Stored items from a collection
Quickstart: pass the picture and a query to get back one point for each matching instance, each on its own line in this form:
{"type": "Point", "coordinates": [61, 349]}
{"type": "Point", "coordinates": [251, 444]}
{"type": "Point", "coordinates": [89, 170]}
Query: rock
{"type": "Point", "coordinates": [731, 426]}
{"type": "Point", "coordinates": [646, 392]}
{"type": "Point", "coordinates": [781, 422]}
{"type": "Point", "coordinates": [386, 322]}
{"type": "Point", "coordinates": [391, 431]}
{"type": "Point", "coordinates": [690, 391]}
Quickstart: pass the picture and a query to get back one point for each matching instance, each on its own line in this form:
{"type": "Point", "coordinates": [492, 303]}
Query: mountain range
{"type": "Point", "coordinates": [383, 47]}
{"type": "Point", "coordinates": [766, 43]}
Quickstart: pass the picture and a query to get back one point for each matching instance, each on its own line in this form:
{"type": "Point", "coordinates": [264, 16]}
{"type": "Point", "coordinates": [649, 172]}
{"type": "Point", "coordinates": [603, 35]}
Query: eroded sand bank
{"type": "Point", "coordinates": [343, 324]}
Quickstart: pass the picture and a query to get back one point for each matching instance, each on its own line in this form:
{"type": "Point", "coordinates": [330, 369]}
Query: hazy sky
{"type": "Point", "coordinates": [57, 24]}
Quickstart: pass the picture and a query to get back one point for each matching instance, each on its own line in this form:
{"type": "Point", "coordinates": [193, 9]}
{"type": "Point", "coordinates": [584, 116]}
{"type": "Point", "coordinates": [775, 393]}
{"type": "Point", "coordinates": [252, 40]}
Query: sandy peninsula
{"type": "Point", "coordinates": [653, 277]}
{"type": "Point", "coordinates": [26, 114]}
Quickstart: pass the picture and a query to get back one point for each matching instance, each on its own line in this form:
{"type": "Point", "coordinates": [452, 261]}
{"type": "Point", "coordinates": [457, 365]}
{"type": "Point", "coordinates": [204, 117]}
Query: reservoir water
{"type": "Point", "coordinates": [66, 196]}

EXERCISE DIRECTIONS
Output every record without changing any wording.

YOUR SOLUTION
Quickstart: pass the picture and a query to get back one point for each matching instance, each on its own line in this form:
{"type": "Point", "coordinates": [61, 349]}
{"type": "Point", "coordinates": [251, 444]}
{"type": "Point", "coordinates": [89, 170]}
Query: rock
{"type": "Point", "coordinates": [731, 426]}
{"type": "Point", "coordinates": [646, 392]}
{"type": "Point", "coordinates": [781, 422]}
{"type": "Point", "coordinates": [386, 322]}
{"type": "Point", "coordinates": [391, 431]}
{"type": "Point", "coordinates": [690, 391]}
Quickstart: pass the picture and a query to get back one point for each matching instance, each on its own line in this form:
{"type": "Point", "coordinates": [492, 303]}
Query: mountain range
{"type": "Point", "coordinates": [383, 47]}
{"type": "Point", "coordinates": [766, 43]}
Quickstart: pass the picture and a query to get back one point for each matching instance, each on its own line in this form:
{"type": "Point", "coordinates": [264, 16]}
{"type": "Point", "coordinates": [649, 172]}
{"type": "Point", "coordinates": [603, 35]}
Query: eroded sand bank
{"type": "Point", "coordinates": [343, 324]}
Quickstart: pass the picture and a query to get back one point for each matching instance, each on its own line in this form:
{"type": "Point", "coordinates": [330, 369]}
Query: hazy sky
{"type": "Point", "coordinates": [57, 24]}
Quickstart: pass the picture and a query to get back one point for each matching instance, each on its own line in this form:
{"type": "Point", "coordinates": [193, 9]}
{"type": "Point", "coordinates": [584, 116]}
{"type": "Point", "coordinates": [775, 393]}
{"type": "Point", "coordinates": [252, 40]}
Query: sandy peninsula
{"type": "Point", "coordinates": [653, 277]}
{"type": "Point", "coordinates": [26, 114]}
Quickstart: pass the picture and a query to get back one point for each matching instance, each on its own line in this form:
{"type": "Point", "coordinates": [452, 261]}
{"type": "Point", "coordinates": [457, 365]}
{"type": "Point", "coordinates": [204, 117]}
Query: reservoir water
{"type": "Point", "coordinates": [66, 196]}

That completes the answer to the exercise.